## Stored data:
○ ○ ○ ○ ○
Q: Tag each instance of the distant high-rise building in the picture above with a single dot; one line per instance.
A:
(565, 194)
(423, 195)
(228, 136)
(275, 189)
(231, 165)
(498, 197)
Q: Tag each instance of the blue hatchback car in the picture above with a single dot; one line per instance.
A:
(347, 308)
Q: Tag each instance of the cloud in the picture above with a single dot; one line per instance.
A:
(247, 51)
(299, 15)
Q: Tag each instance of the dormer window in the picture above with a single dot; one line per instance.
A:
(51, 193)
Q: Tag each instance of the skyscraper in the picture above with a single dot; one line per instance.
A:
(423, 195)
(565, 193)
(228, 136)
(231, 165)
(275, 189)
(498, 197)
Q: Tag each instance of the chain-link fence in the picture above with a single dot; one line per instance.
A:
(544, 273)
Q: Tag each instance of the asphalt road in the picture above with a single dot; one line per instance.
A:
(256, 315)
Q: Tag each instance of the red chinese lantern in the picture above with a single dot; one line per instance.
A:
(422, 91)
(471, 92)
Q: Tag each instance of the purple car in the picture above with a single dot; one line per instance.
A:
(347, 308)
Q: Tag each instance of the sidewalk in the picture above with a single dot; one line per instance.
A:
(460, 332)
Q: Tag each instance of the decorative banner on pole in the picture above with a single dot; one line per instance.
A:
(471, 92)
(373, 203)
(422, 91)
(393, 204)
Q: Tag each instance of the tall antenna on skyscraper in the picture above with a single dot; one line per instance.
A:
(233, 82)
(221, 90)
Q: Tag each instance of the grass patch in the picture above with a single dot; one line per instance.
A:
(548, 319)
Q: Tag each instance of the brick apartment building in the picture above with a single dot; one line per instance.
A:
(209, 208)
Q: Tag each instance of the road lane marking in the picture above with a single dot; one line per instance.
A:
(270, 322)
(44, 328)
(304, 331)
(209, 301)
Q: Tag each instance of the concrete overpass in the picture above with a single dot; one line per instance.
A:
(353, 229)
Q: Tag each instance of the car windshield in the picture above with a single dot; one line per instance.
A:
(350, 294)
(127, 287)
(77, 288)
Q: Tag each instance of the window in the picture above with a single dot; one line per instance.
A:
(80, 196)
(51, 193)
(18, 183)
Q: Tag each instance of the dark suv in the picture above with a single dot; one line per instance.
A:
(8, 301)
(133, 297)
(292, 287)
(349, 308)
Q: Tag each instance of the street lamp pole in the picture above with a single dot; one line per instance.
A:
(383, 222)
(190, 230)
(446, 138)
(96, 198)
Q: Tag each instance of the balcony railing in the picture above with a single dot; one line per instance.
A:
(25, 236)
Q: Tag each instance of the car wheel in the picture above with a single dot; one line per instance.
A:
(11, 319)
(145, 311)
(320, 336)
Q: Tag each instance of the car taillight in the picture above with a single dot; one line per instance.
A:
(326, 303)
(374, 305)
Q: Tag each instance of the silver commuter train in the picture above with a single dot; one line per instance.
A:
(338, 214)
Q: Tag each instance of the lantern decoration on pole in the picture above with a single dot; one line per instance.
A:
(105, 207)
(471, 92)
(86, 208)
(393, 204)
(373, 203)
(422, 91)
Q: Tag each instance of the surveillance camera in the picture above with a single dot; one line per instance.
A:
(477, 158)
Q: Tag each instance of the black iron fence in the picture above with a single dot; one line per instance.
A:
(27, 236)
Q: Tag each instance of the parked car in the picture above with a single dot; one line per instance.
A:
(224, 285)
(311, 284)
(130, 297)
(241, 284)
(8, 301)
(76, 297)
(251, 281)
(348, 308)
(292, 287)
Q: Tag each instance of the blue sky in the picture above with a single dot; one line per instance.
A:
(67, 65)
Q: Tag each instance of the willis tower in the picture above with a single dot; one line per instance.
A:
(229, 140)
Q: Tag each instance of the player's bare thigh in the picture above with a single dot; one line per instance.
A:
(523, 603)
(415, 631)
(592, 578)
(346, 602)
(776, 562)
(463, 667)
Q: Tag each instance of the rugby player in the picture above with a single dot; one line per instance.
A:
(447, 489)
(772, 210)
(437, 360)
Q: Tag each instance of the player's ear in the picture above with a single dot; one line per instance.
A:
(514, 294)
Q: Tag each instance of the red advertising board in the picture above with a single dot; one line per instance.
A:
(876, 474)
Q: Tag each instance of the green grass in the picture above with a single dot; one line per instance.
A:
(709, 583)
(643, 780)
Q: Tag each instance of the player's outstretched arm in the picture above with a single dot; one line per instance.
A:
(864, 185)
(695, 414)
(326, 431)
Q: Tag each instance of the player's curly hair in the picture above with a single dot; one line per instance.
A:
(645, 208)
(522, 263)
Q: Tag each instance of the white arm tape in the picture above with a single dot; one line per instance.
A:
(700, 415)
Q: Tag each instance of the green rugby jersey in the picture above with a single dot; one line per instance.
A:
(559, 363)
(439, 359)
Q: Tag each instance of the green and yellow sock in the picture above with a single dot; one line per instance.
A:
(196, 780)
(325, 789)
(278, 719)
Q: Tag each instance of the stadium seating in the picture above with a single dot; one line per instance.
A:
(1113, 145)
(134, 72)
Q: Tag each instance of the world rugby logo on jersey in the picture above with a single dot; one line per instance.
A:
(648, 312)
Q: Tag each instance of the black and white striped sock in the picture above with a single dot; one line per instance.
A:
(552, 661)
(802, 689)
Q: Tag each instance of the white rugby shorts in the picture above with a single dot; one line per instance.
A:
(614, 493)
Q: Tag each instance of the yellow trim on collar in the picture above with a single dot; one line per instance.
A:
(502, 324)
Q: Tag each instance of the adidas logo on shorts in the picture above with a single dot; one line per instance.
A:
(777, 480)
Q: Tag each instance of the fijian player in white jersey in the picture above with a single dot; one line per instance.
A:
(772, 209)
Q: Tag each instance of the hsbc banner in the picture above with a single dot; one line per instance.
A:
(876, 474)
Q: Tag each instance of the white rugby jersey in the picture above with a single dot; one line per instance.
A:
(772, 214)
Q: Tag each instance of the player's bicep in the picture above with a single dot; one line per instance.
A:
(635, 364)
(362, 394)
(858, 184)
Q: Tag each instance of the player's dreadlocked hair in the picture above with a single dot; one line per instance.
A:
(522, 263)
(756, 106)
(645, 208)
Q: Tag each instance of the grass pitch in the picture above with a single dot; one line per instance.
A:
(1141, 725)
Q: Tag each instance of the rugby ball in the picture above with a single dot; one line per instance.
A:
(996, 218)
○ ○ ○ ○ ○
## WORK TO COMPLETE:
Return every line of the entries above that the string "logo" appears in.

## RESULT OF THIS EXERCISE:
Q: Tag each instance of the world rugby logo on jersey in the picture above with a single dot; one line per instance.
Q: Tag each instance of the adidas logo on shorts in the picture above with a single dot; one line per instance.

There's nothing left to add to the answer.